List every line of the records that contains the word "shirt".

(A series of records)
• • •

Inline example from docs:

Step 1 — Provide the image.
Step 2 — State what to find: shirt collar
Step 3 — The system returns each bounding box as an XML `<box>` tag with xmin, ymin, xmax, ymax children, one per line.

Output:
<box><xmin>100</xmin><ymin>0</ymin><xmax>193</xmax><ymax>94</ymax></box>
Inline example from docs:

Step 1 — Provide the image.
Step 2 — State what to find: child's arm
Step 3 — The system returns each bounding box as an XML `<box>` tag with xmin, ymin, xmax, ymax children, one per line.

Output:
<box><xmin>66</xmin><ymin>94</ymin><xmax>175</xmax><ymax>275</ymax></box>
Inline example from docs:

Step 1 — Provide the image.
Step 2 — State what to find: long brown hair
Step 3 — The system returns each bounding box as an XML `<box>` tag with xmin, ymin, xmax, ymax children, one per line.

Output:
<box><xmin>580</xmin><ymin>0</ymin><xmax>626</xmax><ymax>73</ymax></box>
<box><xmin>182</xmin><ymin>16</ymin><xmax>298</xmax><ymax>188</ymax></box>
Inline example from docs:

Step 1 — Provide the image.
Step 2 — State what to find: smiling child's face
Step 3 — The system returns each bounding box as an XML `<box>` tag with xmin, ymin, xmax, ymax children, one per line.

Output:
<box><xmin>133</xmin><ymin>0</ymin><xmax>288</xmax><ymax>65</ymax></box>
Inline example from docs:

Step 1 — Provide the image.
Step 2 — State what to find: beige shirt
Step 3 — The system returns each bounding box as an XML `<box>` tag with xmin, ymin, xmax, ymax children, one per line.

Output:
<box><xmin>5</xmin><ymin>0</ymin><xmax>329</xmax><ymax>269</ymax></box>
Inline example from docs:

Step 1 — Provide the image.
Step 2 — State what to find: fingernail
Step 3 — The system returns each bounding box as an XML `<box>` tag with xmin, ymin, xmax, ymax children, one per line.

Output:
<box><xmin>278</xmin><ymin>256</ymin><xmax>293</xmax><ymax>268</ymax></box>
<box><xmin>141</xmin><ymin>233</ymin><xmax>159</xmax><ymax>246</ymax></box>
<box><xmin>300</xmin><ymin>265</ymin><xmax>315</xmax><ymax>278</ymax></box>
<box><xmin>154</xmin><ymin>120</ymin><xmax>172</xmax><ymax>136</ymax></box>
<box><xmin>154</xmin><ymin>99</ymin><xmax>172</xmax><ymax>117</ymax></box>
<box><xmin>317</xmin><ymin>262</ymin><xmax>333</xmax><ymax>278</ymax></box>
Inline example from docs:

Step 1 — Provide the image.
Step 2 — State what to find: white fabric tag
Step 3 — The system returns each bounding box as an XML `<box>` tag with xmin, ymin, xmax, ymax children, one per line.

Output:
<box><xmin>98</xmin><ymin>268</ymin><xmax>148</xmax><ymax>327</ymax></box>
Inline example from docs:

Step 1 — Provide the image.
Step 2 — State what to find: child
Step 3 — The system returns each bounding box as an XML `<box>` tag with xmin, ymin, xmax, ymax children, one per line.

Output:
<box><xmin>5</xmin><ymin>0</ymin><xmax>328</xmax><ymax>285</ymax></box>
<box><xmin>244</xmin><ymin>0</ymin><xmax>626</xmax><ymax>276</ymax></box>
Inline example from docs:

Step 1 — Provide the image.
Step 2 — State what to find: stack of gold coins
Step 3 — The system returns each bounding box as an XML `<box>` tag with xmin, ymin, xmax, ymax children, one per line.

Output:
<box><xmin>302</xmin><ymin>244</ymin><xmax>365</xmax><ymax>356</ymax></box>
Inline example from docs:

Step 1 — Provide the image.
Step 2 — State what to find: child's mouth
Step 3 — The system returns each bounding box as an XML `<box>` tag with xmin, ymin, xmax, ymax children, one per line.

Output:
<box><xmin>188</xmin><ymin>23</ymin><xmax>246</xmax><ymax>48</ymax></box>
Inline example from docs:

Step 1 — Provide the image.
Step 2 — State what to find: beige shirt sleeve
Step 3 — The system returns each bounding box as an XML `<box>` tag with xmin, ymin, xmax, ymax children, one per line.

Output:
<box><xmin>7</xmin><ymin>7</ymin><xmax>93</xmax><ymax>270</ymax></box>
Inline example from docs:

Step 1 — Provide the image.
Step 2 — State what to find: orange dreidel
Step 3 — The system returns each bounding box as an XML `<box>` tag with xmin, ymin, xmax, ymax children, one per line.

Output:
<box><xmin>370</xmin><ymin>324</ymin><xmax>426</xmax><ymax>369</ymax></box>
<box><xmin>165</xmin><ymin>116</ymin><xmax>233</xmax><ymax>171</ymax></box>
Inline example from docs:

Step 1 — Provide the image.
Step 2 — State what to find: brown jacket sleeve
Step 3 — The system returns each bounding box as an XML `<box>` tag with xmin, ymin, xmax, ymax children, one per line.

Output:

• • •

> _Result of this exercise_
Step 2 — State what to find: shirt collar
Step 2 — State what to find: beige shirt
Step 2 — State what to find: beige shirt sleeve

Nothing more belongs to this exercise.